Given problem
Print the entries below in their entirety, exactly as they are written.

BEGIN Stored records

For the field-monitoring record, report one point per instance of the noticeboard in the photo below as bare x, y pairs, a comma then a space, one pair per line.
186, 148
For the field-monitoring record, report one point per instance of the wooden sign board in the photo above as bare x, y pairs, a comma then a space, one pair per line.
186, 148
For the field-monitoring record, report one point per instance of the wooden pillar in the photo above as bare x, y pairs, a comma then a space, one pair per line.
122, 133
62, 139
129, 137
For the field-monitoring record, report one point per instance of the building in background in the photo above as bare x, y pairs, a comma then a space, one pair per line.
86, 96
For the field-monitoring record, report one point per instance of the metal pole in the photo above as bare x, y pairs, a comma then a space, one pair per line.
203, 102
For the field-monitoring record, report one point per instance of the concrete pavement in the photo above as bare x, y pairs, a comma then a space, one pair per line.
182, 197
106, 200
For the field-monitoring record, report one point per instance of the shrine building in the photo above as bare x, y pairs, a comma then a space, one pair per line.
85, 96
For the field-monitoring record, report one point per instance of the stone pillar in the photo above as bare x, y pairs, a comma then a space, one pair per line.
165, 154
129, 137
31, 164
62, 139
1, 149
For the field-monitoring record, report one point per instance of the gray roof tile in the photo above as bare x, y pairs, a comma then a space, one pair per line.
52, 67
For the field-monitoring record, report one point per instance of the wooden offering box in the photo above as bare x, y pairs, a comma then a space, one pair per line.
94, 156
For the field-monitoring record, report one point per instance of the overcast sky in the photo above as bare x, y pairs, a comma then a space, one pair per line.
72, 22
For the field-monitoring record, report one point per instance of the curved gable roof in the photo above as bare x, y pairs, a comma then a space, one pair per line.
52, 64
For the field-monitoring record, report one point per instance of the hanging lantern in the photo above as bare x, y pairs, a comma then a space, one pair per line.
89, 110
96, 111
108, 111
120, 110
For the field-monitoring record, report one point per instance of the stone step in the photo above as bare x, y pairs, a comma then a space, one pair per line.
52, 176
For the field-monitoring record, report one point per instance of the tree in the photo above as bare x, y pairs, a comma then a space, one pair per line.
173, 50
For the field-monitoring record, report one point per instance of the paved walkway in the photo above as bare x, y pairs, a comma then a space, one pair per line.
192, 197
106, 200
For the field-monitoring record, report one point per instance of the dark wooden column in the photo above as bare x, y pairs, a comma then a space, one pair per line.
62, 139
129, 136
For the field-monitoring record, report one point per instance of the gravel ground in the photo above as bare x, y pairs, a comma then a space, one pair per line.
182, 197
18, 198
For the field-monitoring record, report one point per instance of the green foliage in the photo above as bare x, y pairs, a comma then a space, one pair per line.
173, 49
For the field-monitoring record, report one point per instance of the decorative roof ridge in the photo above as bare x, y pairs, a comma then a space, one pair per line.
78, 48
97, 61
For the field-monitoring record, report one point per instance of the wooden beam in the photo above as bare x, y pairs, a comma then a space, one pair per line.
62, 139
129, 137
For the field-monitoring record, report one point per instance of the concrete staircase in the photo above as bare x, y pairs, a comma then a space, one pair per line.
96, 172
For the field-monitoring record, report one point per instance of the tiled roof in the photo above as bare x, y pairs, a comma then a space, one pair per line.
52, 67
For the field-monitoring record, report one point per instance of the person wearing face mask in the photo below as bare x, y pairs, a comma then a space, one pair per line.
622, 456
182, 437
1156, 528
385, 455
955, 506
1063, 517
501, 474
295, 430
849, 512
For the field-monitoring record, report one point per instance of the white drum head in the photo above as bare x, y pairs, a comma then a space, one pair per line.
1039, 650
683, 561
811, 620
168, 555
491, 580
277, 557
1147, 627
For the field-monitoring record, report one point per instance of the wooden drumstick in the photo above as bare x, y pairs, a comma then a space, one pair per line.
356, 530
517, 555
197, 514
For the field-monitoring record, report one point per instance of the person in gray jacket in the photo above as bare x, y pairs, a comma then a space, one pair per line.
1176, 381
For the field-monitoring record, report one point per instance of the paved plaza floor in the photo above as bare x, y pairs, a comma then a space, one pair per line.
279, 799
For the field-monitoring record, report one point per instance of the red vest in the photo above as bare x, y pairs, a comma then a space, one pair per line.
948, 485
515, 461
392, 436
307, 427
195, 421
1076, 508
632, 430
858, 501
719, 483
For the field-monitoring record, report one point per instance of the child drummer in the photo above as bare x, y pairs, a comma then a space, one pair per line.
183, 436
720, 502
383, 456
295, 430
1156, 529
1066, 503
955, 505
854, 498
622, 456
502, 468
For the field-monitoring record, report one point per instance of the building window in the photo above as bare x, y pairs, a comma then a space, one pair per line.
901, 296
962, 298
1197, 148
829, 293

END Stored records

Worked answer
For the field-monitoring record, report one point per instance of the noticeboard in the photo below as bare x, y pairs, a comma then a space, one pair per line.
186, 148
For the field-monitoring record, report one point per instance of the wooden sign board in the photo above as bare x, y pairs, a comma then a space, one pair per line.
186, 148
For the field-monitoring record, report one point per instance of the wooden pillar in the photo above as bare x, y pairs, a comma then a space, one pair per line.
122, 133
62, 139
129, 137
For the field-monitoring record, report one point per instance of the building in background in the photo above as bare x, y pairs, a comma then a space, one pair per line.
86, 96
For the field-monitoring record, report one point per instance of the metal pole in the photo above as bare x, y pairs, a comma then a space, one pair per line.
203, 102
For the field-monitoring record, report one point per instance of the concrete pavement in the photo above as bare x, y pairs, a comma then a space, one pair per line.
182, 197
106, 200
For the field-monitoring record, report one point per instance of the shrine building in the photo above as bare x, y pairs, a comma then a space, one pair per line.
85, 96
For the field-monitoring record, report one point per instance of the stone pillar in the photo above as bare x, y pairs, a comma then a space, one pair per line.
165, 154
129, 137
31, 164
62, 139
1, 149
For the field-monitoring record, report one point per instance of the gray roof tile in the photo above as bare x, y pairs, a comma then a space, one pair per line.
52, 67
For the field-monitoring record, report one point per instance of the wooden offering box in the photo above as bare x, y pairs, a comma then a space, one pair per line.
94, 156
For the field-monitoring record, report one point per instance of the overcast sky in the photo above as bare x, y pairs, a comma then a space, one pair per line.
72, 22
For the field-monitoring record, report one point per instance of the curved gable roof in the photo above as bare x, y pairs, a comma then a space, one pair per line.
52, 64
For the field-monitoring record, report one point per instance of the hanging lantern in the photo above as bare x, y pairs, a comma then a space, one pair per line.
89, 110
96, 111
108, 111
120, 110
For the field-monitoring record, report one point per instance of the stone step in the photo above as bare x, y pairs, a comma then a space, one pair per line.
52, 176
For the field-monitoring record, report one point per instance of the tree in the photo above as bare x, y pairs, a comma then a space, one pair per line.
173, 50
For the field-monitoring record, report one point per instance of the paved walkway in the photo above as bare x, y pairs, a comma then a space, one pair per line.
192, 197
106, 200
For the field-monitoring record, report one point per instance of the dark wooden column in the photo above as bare x, y pairs, a comma then a space, one pair per line.
62, 139
129, 136
For the field-monitoring record, report one point per instance of the gravel ground in the photo above as bare x, y pairs, a comma then a space, one pair per line.
182, 197
18, 198
For the field-monitoring record, report one point per instance of the green foliage in the photo above as bare x, y pairs, a comma then a space, one pair per line.
173, 49
For the field-monitoring record, report one point per instance of the decorative roof ridge in the photo above as bare x, y pairs, a comma then a space, one pair per line.
78, 48
97, 61
For the field-monitoring record, report one point per instance of the wooden beam in the photo above as bare x, y pairs, a comma then a space, one pair per line.
62, 139
129, 137
For the field-monitoring record, report one point per instance of the concrete staircase in the photo above as bare x, y pairs, a comma then a space, one pair per line.
96, 172
For the field-monitoring record, report one point per instance of the tiled roof in the photo above as bare x, y pairs, a comma then a space, one pair per line.
52, 67
For the field-monitoring record, report one point per instance of the person wearing face mask in the photo below as bare x, y pairs, a comma then a space, one pair per line.
622, 456
182, 437
1156, 528
385, 455
955, 506
1063, 517
501, 474
295, 430
849, 512
For the field-monitoring record, report one point per instance of the white drum head in the photo above as bare x, y pairs, a comma then a space, one pair per line.
1039, 650
683, 561
811, 620
168, 555
491, 580
277, 557
1147, 627
For the field-monitoring record, report one point per instance of the wooden drumstick in the photo above as bare x, y pairs, a comma then a space, one pair per line.
356, 530
517, 555
197, 514
For the field-monitoring record, report one point per instance of the person in gray jacket in the photo above as bare x, y pairs, a comma then a space, one pair per line.
1176, 381
For the field-monitoring record, report one point per instance of the paved plaza floor in the photo above as bare x, y pairs, a comma then a space, one pair per line.
279, 799
For the field-monitoring record, report one point per instance of the red vest in the photo above as bare x, y pairs, a comma then a space, one pair per line.
948, 485
515, 461
392, 436
307, 427
195, 421
1076, 508
632, 430
858, 501
719, 483
For the field-monitoring record, report one point per instance of the child drummer in the photo above as bare x, y pairs, a comma then a space, one pair per line.
183, 436
720, 502
383, 456
295, 430
1156, 529
1066, 503
955, 505
854, 498
622, 456
502, 468
For the field-monitoring record, report one point per instance of the building window in the photo above as bare x, y pairs, a comma then a space, one pair per line.
901, 296
962, 298
1197, 148
829, 293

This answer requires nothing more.